Requirement 1: Print the passage from the AOL forum thread starting at "Check out http://free.aol.com." and ending at "Hope this helps!".
Requirement 2:
Answer these questions about the AOL forum thread:
(a) What website does the first post say the friend can no longer use for email after canceling?
(b) What monthly price does the reply give for AOL Basic Dial-Up?
(c) Which keyword does the reply say to go to in the AOL software?

Excerpted text:
# Can you cancel AOL and keep your AOL address for E-Mail and IM?



## jameso321 (Jun 26, 2002)

This is a simple question and after searching and searching, I can not find a good answer.

Since AOL changed how they do things and they are giving people free E-Mail services, I figured they would let you keep your aol E-Mail address if you cancelel their paid service.

My friend went and canceled his service and can no longer use www.aol.com for E-Mail now.

I dont know if he was supposed to ask them or what. I do know he didnt ask me to talk to them which he should have, perhaps.

Thanks,

Jameso321


----------



## commanddotcom (Jun 1, 2007)

jameso321 said:


> This is a simple question and after searching and searching, I can not find a good answer.
> 
> Since AOL changed how they do things and they are giving people free E-Mail services, I figured they would let you keep your aol E-Mail address if you cancelel their paid service.
> 
> ...


Jameso321,

Check out http://free.aol.com. AOL currently offers two different services:

1. AOL Basic Dial-Up for $9.95 a month.
2. AOL Free (Using your own internet access of course.)

Have your friend call back AOL and explain that he did not mean to cancel his account, he simply wanted to switch to the free plan.

Better yet, he can even have AOL just reactivate his account.

Then, he could sign onto his AOL account through the AOL software and go to Keyword: "Change Plan" and click the Free button.

Hope this helps!


----------



## jameso321 (Jun 26, 2002)

Thanks very much for the response.


Jameso321


----------

Data extract:
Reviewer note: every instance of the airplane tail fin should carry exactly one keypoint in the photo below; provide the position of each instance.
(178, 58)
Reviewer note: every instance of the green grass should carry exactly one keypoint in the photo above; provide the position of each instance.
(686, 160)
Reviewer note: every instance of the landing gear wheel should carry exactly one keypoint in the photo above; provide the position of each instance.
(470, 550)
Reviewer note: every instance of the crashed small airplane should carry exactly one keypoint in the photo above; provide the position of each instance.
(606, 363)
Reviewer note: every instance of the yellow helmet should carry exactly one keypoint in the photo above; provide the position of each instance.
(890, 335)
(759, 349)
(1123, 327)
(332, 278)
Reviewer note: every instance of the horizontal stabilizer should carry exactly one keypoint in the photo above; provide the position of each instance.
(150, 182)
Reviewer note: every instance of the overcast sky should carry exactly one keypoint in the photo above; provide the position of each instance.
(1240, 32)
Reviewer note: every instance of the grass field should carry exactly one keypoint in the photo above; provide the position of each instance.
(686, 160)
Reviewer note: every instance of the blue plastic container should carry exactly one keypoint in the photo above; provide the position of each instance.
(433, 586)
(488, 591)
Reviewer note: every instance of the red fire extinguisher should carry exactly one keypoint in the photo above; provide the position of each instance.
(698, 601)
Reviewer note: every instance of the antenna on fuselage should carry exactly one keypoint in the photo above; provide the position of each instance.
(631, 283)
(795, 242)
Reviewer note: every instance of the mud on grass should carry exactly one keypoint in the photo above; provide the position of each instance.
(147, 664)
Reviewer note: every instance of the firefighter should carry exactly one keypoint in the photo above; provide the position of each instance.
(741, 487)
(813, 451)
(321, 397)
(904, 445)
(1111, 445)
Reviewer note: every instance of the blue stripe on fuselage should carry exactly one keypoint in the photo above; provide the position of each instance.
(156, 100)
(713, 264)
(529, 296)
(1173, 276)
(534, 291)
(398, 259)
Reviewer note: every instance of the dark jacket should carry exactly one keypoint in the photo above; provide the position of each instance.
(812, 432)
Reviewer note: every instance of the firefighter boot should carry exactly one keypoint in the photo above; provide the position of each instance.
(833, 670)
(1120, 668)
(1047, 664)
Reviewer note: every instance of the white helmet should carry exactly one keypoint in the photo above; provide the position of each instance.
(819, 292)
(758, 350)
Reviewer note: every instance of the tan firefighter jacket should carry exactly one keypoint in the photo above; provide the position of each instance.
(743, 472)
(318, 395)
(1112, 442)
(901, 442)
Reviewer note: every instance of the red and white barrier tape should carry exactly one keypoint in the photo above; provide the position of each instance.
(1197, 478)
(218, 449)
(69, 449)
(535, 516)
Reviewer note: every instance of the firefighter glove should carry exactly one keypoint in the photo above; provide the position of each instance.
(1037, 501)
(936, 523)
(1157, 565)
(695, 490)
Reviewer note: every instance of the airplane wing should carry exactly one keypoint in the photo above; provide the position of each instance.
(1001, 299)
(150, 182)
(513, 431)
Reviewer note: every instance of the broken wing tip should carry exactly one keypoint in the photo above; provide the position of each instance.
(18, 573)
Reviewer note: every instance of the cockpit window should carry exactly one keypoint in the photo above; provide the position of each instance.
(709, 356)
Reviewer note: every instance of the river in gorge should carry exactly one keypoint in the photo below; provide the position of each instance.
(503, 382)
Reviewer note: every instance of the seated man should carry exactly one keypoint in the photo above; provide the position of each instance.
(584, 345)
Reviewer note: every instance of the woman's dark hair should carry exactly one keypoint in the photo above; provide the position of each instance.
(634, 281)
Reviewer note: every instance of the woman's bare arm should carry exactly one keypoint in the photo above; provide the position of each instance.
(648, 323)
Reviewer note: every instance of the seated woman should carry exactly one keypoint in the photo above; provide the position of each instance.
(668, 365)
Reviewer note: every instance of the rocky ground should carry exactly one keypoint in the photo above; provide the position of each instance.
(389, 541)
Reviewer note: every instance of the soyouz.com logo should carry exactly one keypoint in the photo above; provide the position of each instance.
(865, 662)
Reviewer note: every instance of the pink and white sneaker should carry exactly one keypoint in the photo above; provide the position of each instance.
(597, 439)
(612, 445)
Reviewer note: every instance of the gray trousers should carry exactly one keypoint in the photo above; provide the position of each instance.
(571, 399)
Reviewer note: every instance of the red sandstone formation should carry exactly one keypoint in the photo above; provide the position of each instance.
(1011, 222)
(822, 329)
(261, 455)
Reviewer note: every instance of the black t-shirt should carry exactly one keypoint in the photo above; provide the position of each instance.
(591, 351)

Correct result 1:
Check out http://free.aol.com. AOL currently offers two different services:

1. AOL Basic Dial-Up for $9.95 a month.
2. AOL Free (Using your own internet access of course.)

Have your friend call back AOL and explain that he did not mean to cancel his account, he simply wanted to switch to the free plan.

Better yet, he can even have AOL just reactivate his account.

Then, he could sign onto his AOL account through the AOL software and go to Keyword: "Change Plan" and click the Free button.

Hope this helps!

Correct result 2:
(a) www.aol.com
(b) $9.95 a month
(c) "Change Plan"